WRITTEN TASK. How would you sum up the passage about a student's question on gay marriage in two sentences?

“how can you be against gay marriage?” the young gay centrist asked me. “don’t you believe in equal love?” i’ve been teaching all day and i’m tired, near the end of the lecture i let my critiques of the gay marriage/hrc establishment slip out. big mistake.
you see, when you’re precariously employed it doesn’t matter how much they love you today, that could change in a nano-second if they think you’re too radical, too leftist, pro-palestinian or lacking in patriotism. you see dear reader the problem is i am many of these things.
i sigh. and try to find the words to express the frustrations i have with discourses of equality. or as i increasingly call it ‘the tyranny of equality’.
“it’s not that i’m against marriage,” i explain. “people can get married if they want to, i just don’t think that having the right to participate in a heteronormative institution is liberatory.”
i can see his eyes glaze over. it’s not the conservativism i mind, or the centrist attitudes of most of my students. it’s the lowered expectations of political discourse, the lack of willingness to dream of something different. the apathy is what kills me. i was this person once. voting for moderate, fiscally conservative but socially progressive candidates, a believer in the two state solution, thinking that a well regulated market was the key for a prosperous and secure future.

Rows pointing to named objects:

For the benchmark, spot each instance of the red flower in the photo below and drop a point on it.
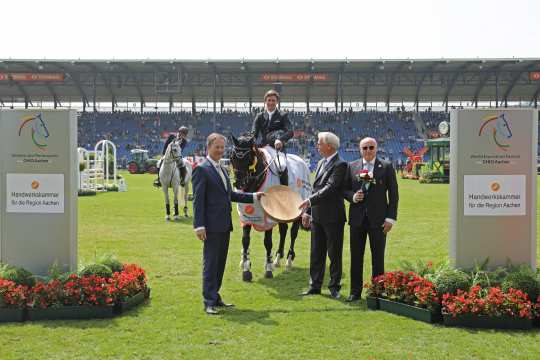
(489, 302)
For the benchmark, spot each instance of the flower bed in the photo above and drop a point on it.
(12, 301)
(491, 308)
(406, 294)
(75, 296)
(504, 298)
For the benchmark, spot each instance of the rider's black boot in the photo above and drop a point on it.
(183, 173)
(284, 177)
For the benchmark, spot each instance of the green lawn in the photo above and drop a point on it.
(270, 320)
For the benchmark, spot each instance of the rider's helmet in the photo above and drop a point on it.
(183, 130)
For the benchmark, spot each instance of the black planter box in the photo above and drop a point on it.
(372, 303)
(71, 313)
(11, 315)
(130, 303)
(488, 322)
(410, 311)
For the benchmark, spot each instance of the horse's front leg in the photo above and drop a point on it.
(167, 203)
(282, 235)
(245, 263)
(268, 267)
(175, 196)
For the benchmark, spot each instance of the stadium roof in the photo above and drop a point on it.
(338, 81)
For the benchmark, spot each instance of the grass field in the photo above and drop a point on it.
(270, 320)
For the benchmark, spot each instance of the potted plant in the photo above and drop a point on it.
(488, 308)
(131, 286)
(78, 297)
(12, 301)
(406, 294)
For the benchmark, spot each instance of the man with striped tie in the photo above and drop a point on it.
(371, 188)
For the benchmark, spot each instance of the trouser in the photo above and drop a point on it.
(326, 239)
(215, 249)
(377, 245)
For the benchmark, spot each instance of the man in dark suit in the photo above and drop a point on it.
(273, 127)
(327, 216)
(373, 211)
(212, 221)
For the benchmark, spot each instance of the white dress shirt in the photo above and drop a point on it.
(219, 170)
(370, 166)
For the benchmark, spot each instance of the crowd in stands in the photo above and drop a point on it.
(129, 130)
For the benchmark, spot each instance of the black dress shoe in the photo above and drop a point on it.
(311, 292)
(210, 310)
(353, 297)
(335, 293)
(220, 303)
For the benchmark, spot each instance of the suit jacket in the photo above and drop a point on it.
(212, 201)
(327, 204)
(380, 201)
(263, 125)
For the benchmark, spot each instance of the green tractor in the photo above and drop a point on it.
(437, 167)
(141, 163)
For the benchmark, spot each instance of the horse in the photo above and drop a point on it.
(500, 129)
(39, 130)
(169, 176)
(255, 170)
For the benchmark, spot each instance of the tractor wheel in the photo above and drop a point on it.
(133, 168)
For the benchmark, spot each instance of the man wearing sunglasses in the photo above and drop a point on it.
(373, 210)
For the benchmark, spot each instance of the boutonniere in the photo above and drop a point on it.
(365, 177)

TASK OUTPUT. When a young gay centrist asks how the writer can be against gay marriage, the writer answers that people may marry if they want but that having the right to join a heteronormative institution is not liberatory. The writer, tired and precariously employed, says the real frustration is not students' centrism but their apathy and unwillingness to dream of something different, and admits to once holding similar moderate views.